Location annotation data excerpts:

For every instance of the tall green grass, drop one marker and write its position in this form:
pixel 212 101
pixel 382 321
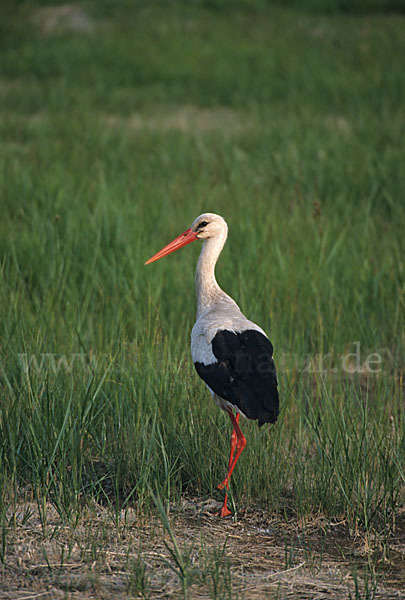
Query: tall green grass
pixel 99 398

STATED GOAL: Update the data above by replacing "tall green grass" with "dry brown grass" and keep everything else unchanged. Omit the pictures from your version.

ANSWER TO THIS EXERCISE:
For every instance of the dry brown grass, drop one marker and write its position in this form:
pixel 212 101
pixel 382 321
Query: dry brown grass
pixel 99 398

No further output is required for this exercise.